▶ **Exercise instructions**: Switch "photo" to "image" and change nothing else, in the records from the start up to and including the line that holds "point(262, 191)". Show only those lines, with the pictures left out.

Point annotation dataset records
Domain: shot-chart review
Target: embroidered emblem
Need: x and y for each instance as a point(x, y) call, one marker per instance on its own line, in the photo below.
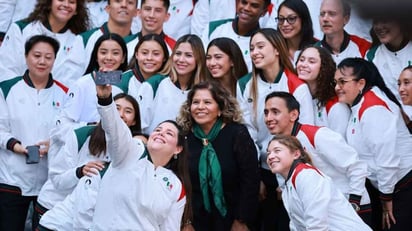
point(168, 184)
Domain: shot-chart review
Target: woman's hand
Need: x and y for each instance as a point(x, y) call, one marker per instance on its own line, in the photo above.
point(19, 149)
point(387, 214)
point(92, 168)
point(188, 227)
point(44, 147)
point(239, 226)
point(103, 91)
point(262, 191)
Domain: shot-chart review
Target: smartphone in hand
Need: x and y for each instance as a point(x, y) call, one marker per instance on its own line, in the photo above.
point(108, 77)
point(33, 155)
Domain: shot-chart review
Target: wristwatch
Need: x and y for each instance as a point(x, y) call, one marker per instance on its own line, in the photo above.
point(355, 206)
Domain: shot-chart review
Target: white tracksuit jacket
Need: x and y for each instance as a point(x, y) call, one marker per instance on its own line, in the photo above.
point(76, 211)
point(69, 149)
point(286, 81)
point(333, 156)
point(28, 115)
point(314, 203)
point(334, 115)
point(354, 46)
point(159, 100)
point(390, 64)
point(378, 133)
point(12, 51)
point(81, 102)
point(134, 195)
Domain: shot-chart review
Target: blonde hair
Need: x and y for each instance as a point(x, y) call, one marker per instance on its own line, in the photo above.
point(293, 144)
point(278, 42)
point(199, 55)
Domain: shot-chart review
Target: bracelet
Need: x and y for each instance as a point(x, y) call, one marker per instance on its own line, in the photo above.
point(187, 222)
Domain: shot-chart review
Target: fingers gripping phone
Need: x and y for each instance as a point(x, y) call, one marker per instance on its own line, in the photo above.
point(108, 77)
point(33, 155)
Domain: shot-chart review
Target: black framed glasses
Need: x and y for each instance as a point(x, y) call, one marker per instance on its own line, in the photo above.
point(291, 19)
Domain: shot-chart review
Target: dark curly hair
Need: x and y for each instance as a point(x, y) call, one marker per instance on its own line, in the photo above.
point(228, 105)
point(77, 24)
point(324, 87)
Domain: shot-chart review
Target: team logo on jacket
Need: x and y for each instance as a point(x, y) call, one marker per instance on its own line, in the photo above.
point(168, 184)
point(56, 104)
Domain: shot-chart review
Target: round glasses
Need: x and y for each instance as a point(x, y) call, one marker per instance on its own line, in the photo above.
point(291, 19)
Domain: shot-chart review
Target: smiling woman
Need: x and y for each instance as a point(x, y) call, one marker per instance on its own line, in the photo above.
point(225, 63)
point(222, 162)
point(30, 106)
point(109, 54)
point(59, 19)
point(150, 186)
point(387, 148)
point(319, 205)
point(161, 97)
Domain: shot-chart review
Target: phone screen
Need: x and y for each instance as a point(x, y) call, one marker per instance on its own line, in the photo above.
point(33, 156)
point(108, 77)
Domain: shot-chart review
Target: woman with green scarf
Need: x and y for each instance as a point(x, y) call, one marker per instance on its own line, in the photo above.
point(223, 161)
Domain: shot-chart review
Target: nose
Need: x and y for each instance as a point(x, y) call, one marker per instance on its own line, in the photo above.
point(337, 87)
point(109, 56)
point(268, 117)
point(270, 157)
point(201, 105)
point(180, 58)
point(151, 14)
point(246, 7)
point(42, 60)
point(401, 87)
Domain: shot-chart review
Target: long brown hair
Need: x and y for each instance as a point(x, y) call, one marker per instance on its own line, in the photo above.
point(278, 42)
point(325, 89)
point(77, 24)
point(293, 144)
point(196, 44)
point(231, 49)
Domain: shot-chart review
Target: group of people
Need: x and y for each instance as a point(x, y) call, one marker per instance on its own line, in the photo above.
point(248, 123)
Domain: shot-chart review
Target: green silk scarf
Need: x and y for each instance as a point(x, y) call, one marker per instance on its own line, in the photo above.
point(210, 173)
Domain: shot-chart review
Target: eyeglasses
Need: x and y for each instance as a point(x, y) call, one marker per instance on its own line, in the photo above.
point(291, 19)
point(342, 82)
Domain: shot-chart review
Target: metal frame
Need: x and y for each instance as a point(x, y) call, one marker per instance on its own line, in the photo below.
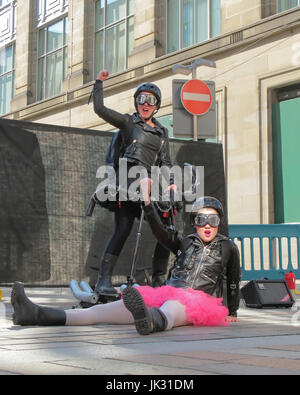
point(273, 233)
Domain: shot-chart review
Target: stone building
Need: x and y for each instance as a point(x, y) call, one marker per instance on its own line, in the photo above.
point(52, 50)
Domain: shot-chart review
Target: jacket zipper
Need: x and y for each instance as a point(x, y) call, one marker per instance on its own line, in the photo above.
point(200, 263)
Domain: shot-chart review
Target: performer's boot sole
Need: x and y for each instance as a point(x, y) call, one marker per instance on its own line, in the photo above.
point(24, 309)
point(134, 302)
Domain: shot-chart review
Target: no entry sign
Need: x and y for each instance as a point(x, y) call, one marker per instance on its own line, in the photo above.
point(196, 97)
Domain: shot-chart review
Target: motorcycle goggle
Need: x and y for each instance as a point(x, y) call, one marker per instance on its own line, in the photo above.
point(204, 219)
point(150, 99)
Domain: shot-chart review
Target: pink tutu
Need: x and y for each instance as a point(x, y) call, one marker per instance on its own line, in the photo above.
point(201, 309)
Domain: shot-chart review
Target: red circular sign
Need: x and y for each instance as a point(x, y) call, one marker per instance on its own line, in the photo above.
point(196, 97)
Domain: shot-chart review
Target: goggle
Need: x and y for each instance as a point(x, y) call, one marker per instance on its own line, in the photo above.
point(150, 99)
point(204, 219)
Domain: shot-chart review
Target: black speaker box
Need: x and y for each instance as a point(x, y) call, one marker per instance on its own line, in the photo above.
point(267, 293)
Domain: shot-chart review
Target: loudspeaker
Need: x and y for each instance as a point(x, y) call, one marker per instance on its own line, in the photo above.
point(267, 293)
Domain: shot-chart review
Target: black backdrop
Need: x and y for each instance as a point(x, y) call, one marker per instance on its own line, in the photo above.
point(47, 175)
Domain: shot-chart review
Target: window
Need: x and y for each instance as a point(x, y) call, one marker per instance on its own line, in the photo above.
point(191, 21)
point(113, 34)
point(275, 6)
point(52, 58)
point(7, 73)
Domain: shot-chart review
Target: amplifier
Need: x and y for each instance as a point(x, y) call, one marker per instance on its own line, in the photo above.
point(267, 293)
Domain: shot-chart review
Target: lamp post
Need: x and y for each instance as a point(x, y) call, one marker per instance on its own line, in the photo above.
point(192, 68)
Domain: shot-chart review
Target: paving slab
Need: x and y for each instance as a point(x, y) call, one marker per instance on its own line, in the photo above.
point(262, 342)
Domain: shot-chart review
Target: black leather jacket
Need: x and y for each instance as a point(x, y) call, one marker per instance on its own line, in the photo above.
point(200, 266)
point(141, 144)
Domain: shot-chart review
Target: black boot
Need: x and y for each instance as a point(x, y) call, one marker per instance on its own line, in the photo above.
point(146, 320)
point(104, 284)
point(29, 313)
point(159, 271)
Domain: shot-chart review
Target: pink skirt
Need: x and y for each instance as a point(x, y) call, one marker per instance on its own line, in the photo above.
point(201, 309)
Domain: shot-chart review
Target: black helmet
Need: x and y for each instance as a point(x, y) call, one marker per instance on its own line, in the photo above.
point(206, 202)
point(148, 87)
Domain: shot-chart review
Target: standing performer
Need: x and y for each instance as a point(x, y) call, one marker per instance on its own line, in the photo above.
point(202, 260)
point(143, 142)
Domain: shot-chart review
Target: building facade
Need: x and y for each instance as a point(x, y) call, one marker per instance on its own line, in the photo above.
point(51, 52)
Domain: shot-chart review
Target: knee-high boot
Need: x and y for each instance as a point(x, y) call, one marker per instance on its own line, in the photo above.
point(146, 320)
point(104, 284)
point(29, 313)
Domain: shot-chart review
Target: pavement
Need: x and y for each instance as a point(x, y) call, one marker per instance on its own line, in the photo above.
point(262, 342)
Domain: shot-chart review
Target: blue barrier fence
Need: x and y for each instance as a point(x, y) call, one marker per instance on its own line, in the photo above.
point(267, 251)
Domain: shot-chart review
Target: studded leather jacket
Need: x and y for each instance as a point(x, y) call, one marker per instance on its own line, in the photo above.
point(141, 144)
point(198, 265)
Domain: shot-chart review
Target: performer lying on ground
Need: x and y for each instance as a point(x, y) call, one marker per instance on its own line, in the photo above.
point(202, 260)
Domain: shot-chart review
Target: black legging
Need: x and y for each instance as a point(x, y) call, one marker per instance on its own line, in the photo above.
point(124, 219)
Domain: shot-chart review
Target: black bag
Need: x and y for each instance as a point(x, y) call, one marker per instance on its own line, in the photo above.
point(113, 153)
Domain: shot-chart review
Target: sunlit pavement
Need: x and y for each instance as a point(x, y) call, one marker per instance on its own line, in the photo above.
point(262, 342)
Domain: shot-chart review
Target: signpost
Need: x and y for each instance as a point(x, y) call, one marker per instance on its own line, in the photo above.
point(196, 96)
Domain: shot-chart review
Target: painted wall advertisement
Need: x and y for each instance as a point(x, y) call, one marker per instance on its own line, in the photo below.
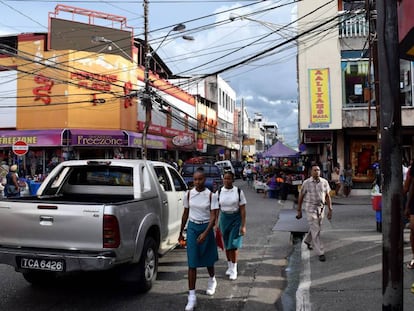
point(320, 99)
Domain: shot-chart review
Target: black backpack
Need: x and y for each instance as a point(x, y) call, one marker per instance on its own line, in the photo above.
point(219, 191)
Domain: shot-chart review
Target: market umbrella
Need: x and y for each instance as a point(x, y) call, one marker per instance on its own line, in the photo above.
point(279, 150)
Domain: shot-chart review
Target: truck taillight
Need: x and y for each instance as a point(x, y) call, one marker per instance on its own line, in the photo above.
point(111, 236)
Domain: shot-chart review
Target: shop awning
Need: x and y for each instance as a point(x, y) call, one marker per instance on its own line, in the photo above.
point(153, 141)
point(98, 138)
point(34, 138)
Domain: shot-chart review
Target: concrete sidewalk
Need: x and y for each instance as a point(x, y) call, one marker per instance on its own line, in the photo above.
point(351, 277)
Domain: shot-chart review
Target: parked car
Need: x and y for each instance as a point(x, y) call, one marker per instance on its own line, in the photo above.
point(214, 177)
point(238, 169)
point(95, 215)
point(225, 165)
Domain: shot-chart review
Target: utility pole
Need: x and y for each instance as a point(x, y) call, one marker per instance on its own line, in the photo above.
point(147, 96)
point(389, 78)
point(241, 121)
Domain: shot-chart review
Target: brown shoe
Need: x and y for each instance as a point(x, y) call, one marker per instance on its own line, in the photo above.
point(309, 246)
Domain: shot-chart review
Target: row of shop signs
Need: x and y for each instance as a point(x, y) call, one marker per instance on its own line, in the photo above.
point(20, 148)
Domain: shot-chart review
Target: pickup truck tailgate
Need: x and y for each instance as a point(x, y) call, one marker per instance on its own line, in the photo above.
point(54, 226)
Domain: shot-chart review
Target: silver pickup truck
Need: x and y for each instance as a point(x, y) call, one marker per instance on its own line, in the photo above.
point(95, 215)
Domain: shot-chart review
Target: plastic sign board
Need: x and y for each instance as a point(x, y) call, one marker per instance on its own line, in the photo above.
point(20, 148)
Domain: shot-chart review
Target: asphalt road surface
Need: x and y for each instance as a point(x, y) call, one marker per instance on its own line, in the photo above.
point(259, 286)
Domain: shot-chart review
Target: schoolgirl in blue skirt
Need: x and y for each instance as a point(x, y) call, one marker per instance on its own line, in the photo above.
point(200, 211)
point(232, 221)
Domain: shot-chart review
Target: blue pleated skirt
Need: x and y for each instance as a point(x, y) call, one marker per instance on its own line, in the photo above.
point(230, 228)
point(204, 254)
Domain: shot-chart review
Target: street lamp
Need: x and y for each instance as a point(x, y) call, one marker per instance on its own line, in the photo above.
point(282, 30)
point(101, 39)
point(146, 99)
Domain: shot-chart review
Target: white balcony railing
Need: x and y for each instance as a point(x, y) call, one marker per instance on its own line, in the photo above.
point(353, 26)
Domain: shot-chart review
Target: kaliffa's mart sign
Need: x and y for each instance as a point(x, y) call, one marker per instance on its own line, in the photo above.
point(320, 100)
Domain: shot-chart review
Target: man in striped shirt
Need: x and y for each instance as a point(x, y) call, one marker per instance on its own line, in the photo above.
point(314, 194)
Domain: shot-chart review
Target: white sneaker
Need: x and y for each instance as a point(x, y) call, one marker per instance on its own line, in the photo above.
point(211, 287)
point(233, 273)
point(192, 303)
point(229, 267)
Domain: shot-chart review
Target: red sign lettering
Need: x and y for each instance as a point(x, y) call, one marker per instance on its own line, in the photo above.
point(42, 92)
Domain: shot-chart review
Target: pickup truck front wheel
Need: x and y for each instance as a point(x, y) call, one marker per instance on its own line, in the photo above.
point(148, 264)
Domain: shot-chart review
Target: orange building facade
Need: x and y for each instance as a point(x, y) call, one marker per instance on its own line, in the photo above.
point(71, 104)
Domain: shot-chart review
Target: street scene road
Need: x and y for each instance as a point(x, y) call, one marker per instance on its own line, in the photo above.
point(276, 272)
point(262, 265)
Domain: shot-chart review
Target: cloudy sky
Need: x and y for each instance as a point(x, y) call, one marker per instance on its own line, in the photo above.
point(267, 82)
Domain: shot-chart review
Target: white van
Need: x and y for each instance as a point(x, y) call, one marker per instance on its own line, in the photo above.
point(225, 165)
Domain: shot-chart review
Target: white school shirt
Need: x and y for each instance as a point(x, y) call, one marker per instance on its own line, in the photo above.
point(200, 204)
point(229, 199)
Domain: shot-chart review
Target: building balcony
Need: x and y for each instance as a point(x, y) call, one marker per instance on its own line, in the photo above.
point(362, 117)
point(353, 26)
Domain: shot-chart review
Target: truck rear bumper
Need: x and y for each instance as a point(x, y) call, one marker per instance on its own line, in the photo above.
point(72, 261)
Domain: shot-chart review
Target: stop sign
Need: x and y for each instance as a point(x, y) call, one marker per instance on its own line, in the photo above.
point(20, 148)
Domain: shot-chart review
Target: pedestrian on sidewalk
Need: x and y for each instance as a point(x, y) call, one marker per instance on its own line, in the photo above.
point(408, 192)
point(348, 173)
point(232, 221)
point(314, 194)
point(200, 209)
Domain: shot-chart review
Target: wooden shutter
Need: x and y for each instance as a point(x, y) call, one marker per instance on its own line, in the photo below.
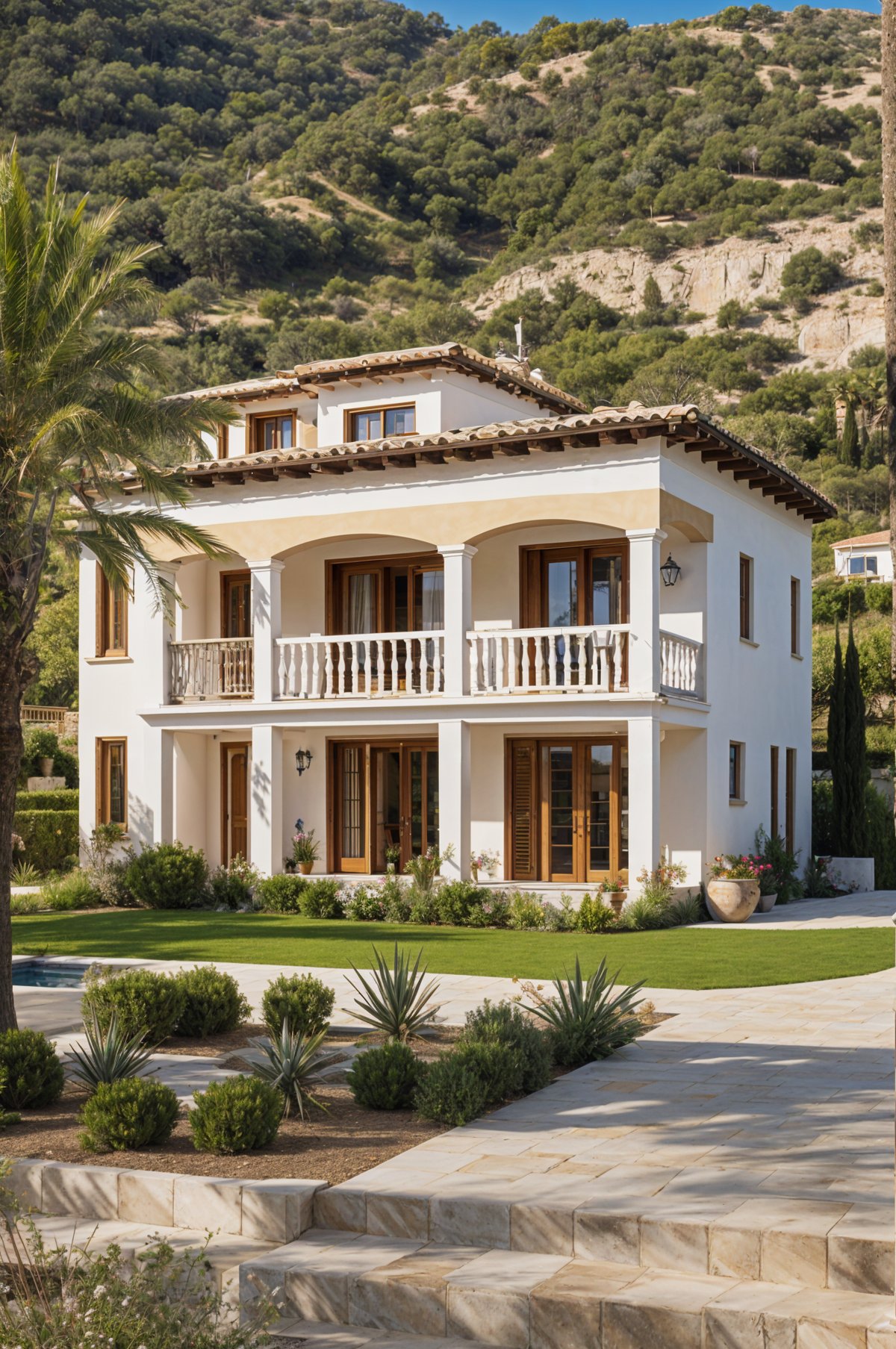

▶ **Full answer**:
Domain: shot-chart review
Target: embroidered emblem
Need: x and y for each instance as a point(x, y) call, one marker per instance on its own line, in the image below.
point(168, 184)
Domain: shot-chart review
Target: woman's hand
Need: x and y for each instance as a point(x, y) call, one marker per instance on its own line, in the image above.
point(19, 149)
point(387, 214)
point(92, 168)
point(188, 227)
point(44, 147)
point(239, 226)
point(103, 91)
point(262, 191)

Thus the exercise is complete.